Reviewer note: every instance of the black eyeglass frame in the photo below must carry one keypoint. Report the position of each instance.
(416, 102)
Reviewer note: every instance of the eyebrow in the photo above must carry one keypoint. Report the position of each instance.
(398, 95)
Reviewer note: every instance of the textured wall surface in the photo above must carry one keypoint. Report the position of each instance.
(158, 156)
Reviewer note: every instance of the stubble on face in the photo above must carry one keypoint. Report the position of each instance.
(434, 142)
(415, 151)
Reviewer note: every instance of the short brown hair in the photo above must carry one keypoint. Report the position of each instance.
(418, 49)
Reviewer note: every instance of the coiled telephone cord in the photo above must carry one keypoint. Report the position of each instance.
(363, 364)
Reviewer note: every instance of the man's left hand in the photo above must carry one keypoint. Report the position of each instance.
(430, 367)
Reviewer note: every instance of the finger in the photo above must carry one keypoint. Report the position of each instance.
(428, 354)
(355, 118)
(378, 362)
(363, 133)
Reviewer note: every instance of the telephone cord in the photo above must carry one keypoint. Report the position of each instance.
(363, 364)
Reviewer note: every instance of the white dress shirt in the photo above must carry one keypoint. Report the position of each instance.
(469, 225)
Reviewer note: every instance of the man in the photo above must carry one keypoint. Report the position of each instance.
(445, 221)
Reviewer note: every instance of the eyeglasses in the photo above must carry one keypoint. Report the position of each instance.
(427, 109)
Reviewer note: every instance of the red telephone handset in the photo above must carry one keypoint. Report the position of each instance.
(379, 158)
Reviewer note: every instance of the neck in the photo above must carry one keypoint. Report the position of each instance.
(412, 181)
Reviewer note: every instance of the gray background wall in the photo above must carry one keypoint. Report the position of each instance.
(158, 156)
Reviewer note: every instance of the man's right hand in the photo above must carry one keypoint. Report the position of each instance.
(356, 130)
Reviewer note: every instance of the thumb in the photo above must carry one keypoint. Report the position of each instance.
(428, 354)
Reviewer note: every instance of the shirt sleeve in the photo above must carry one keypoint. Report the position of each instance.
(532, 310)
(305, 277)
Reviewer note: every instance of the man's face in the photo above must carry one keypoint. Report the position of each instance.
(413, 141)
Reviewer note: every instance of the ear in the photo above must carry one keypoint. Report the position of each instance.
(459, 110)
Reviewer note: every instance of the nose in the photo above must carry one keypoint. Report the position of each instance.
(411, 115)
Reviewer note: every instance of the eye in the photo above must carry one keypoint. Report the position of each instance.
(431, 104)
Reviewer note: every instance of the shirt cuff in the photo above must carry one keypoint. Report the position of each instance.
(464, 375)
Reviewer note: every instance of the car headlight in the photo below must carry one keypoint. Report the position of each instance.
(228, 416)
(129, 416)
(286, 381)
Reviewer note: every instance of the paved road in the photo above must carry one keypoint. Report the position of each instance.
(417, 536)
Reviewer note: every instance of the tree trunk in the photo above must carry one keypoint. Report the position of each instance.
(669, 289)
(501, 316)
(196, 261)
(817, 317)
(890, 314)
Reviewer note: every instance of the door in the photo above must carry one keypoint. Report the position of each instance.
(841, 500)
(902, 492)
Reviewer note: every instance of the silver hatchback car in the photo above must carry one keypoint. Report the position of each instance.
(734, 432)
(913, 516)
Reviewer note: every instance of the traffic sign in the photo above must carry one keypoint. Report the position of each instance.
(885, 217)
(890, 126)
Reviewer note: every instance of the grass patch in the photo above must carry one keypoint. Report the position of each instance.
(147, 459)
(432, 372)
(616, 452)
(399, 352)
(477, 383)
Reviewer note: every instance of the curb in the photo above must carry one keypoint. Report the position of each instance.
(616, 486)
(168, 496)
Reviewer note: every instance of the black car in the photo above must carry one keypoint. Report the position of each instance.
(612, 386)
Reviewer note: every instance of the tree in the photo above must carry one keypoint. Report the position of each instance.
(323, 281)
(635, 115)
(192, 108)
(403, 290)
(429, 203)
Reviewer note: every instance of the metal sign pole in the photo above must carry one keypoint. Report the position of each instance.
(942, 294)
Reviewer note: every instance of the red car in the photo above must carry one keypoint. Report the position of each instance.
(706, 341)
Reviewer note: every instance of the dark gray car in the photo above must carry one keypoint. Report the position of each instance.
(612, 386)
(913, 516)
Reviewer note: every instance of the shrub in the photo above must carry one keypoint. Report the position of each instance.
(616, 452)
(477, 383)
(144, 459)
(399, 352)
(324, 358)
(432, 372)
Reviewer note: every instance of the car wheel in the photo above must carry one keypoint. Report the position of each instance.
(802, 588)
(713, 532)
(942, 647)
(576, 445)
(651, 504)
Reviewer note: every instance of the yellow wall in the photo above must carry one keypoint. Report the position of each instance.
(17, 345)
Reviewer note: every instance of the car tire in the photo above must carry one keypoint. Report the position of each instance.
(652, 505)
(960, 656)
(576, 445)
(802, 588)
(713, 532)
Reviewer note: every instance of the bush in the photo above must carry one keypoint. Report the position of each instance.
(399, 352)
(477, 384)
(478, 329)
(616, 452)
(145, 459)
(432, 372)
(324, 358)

□ □ □ □ □

- _Work to do_
Exactly reproduce the lines beginning with the one that contains "Reviewer note: every instance of the tree in" and ending with the last line of the material, both included. Leave out everything else.

- _Right answer_
Reviewer note: every instance of the tree in the photo above must carry one keypoint. Report the position of each instance.
(323, 281)
(635, 115)
(192, 108)
(403, 290)
(429, 203)
Reviewer note: every instance of the metal sign pole in the photo above must carry one keypoint. Report the position of each instance.
(942, 294)
Reviewer note: every instance of the red car in the photo above must carry one keypoint. Report the position of each instance.
(706, 341)
Reviewer note: every instance of the dark gray car in the photo above must carry one keypoint. Report the position of each instance.
(612, 386)
(913, 516)
Reviewer note: every instance of the shrub in the photo above must carry one keypoint. Report the position of each instance.
(616, 452)
(477, 383)
(144, 459)
(399, 352)
(324, 358)
(432, 372)
Reviewer note: every instance of the car wheel in the photo above must carry one keypoint. Report the position of each instance.
(802, 588)
(713, 532)
(942, 647)
(576, 445)
(651, 504)
Reviewer note: every instance of the yellow wall in the photo above must carry one keypoint. Report the position of each instance.
(17, 345)
Reviewer note: every instance of the car tire in the photo above must carry one keypoint. Report the position of each instance.
(652, 505)
(960, 656)
(576, 445)
(802, 588)
(713, 532)
Reviewer note: every instance of the bush in the photo above must carry one keypoint. Report the position of each instance.
(399, 352)
(477, 384)
(478, 329)
(616, 452)
(145, 459)
(432, 372)
(324, 358)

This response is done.